Records for processing:
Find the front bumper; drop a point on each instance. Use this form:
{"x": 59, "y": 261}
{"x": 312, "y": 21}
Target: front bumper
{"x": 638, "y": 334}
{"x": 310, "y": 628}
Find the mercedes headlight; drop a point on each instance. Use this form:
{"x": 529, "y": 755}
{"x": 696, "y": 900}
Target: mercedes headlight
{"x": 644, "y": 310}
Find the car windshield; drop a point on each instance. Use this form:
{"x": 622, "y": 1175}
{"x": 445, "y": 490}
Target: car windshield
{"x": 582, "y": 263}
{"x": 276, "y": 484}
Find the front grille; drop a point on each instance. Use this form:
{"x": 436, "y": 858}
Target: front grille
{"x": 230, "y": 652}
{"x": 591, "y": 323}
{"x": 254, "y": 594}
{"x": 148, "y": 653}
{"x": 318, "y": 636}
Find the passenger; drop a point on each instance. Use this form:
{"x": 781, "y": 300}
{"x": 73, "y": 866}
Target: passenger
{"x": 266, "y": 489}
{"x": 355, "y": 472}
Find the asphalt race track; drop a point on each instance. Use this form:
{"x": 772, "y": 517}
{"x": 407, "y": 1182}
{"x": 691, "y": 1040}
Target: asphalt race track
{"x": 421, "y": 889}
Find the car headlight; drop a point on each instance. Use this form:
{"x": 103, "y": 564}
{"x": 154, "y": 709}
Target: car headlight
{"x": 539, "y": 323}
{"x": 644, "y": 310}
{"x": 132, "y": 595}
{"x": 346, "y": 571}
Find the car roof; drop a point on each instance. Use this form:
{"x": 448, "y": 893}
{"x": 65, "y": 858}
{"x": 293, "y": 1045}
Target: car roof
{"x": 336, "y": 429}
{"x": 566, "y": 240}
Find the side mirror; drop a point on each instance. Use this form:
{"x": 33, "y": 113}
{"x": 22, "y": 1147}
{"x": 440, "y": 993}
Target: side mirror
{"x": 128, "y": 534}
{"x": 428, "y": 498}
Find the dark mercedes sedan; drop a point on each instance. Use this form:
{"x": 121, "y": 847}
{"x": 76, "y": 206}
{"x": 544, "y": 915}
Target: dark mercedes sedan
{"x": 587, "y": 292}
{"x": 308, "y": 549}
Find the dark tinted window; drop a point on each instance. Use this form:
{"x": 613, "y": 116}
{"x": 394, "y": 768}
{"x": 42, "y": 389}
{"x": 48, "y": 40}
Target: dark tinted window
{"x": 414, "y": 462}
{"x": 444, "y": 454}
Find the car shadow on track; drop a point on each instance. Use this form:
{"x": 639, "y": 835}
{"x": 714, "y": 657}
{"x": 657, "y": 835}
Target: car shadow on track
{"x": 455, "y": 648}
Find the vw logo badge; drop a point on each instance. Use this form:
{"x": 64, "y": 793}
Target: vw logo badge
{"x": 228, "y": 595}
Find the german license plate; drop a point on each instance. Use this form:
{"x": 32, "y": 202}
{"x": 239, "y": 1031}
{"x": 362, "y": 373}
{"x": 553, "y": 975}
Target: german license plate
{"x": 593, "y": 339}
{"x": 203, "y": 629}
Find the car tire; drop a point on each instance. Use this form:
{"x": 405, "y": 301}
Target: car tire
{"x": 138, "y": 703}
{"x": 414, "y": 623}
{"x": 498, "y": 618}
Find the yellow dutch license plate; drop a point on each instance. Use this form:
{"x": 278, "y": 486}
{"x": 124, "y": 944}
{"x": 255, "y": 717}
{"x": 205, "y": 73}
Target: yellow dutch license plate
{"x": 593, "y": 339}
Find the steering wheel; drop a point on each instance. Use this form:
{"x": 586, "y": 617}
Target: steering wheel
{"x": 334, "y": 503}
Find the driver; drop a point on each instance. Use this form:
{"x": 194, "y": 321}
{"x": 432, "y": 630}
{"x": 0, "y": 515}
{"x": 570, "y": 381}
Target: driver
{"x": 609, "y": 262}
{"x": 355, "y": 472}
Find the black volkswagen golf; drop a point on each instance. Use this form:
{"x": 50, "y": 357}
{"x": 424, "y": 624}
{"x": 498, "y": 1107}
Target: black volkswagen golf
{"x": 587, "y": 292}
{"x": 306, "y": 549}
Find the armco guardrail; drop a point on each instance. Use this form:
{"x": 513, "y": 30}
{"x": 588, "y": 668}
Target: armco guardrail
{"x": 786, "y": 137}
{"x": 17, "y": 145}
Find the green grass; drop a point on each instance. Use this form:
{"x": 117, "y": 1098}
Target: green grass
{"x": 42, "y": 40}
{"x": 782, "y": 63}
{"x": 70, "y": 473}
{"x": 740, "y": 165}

Activity: Word for word, copy out the entries.

Result of this exercise:
Find the front bumper; drop a point on each instance. Use this form:
{"x": 59, "y": 261}
{"x": 312, "y": 21}
Target: front bumper
{"x": 638, "y": 334}
{"x": 310, "y": 628}
Find the mercedes headlight; drop a point on each instance. Use this form:
{"x": 529, "y": 755}
{"x": 696, "y": 900}
Target: mercedes headlight
{"x": 644, "y": 310}
Find the car windshield; drop a point on each instance. Use this form:
{"x": 622, "y": 1175}
{"x": 445, "y": 490}
Target: car windshield
{"x": 582, "y": 263}
{"x": 276, "y": 484}
Find the front grille; drop a point on each instance. Use this form:
{"x": 436, "y": 858}
Target: front grille
{"x": 230, "y": 652}
{"x": 591, "y": 323}
{"x": 254, "y": 594}
{"x": 148, "y": 653}
{"x": 318, "y": 636}
Find the passenger; drop a point on each instance. Use this form:
{"x": 781, "y": 300}
{"x": 73, "y": 866}
Target: passenger
{"x": 266, "y": 489}
{"x": 355, "y": 472}
Find the asphalt race track; drop a point on each instance. Use this form:
{"x": 772, "y": 517}
{"x": 407, "y": 1182}
{"x": 691, "y": 1040}
Target: asphalt race track
{"x": 421, "y": 889}
Find the car headlight; drop a point on each instance. Use this form:
{"x": 103, "y": 564}
{"x": 154, "y": 709}
Target: car headlight
{"x": 539, "y": 323}
{"x": 644, "y": 310}
{"x": 132, "y": 595}
{"x": 346, "y": 571}
Find the car roof; drop a point on each instance. Use this form:
{"x": 448, "y": 893}
{"x": 65, "y": 858}
{"x": 293, "y": 1045}
Target: car roof
{"x": 336, "y": 429}
{"x": 566, "y": 240}
Find the side mirror; drop a point on each instance. Use this form:
{"x": 33, "y": 113}
{"x": 22, "y": 1147}
{"x": 440, "y": 993}
Target: side mirror
{"x": 128, "y": 534}
{"x": 428, "y": 498}
Find the dark mercedes sedan; drop a point on each instance. Use this form:
{"x": 121, "y": 847}
{"x": 76, "y": 206}
{"x": 544, "y": 915}
Target: dark mercedes sedan
{"x": 587, "y": 292}
{"x": 308, "y": 549}
Find the dark tinted window; drop a point on each instance. Use this form:
{"x": 613, "y": 116}
{"x": 394, "y": 768}
{"x": 42, "y": 389}
{"x": 48, "y": 40}
Target: dark tinted window
{"x": 414, "y": 462}
{"x": 444, "y": 454}
Find the car shadow on track; drop a point on each instance. Use this form:
{"x": 639, "y": 835}
{"x": 714, "y": 657}
{"x": 657, "y": 835}
Target: car shadow on track
{"x": 455, "y": 648}
Find the vw logo badge; drop a point on each instance. Use this form:
{"x": 64, "y": 793}
Target: vw logo badge
{"x": 228, "y": 595}
Find the german license plate; drop a point on each instance. Use this form:
{"x": 32, "y": 202}
{"x": 239, "y": 1031}
{"x": 362, "y": 373}
{"x": 553, "y": 975}
Target: german license plate
{"x": 593, "y": 339}
{"x": 203, "y": 629}
Find the car tire; drop a point on each instance. Use this form:
{"x": 405, "y": 301}
Target: car tire
{"x": 138, "y": 703}
{"x": 414, "y": 623}
{"x": 498, "y": 618}
Find the yellow dutch license plate; drop a point on each instance. Use this form:
{"x": 278, "y": 486}
{"x": 124, "y": 944}
{"x": 255, "y": 717}
{"x": 205, "y": 73}
Target: yellow dutch license plate
{"x": 593, "y": 339}
Find the steering wheel; drop a point on each instance. Use this form:
{"x": 586, "y": 617}
Target: steering wheel
{"x": 334, "y": 503}
Find the driver; drop a point on each instance. Use this form:
{"x": 194, "y": 321}
{"x": 432, "y": 630}
{"x": 0, "y": 515}
{"x": 570, "y": 381}
Target: driver
{"x": 609, "y": 262}
{"x": 355, "y": 472}
Find the black volkswagen golf; drop a point on each instance. Use this form:
{"x": 50, "y": 357}
{"x": 424, "y": 624}
{"x": 498, "y": 1107}
Target: black volkswagen golf
{"x": 587, "y": 292}
{"x": 306, "y": 549}
Find the armco guardrail; drop a point on each instance. Use this form:
{"x": 513, "y": 30}
{"x": 588, "y": 668}
Target: armco guardrail
{"x": 786, "y": 137}
{"x": 17, "y": 145}
Find the green grass; drop a point on each instance. Use this form:
{"x": 117, "y": 1098}
Target: green grass
{"x": 42, "y": 40}
{"x": 782, "y": 63}
{"x": 70, "y": 473}
{"x": 740, "y": 165}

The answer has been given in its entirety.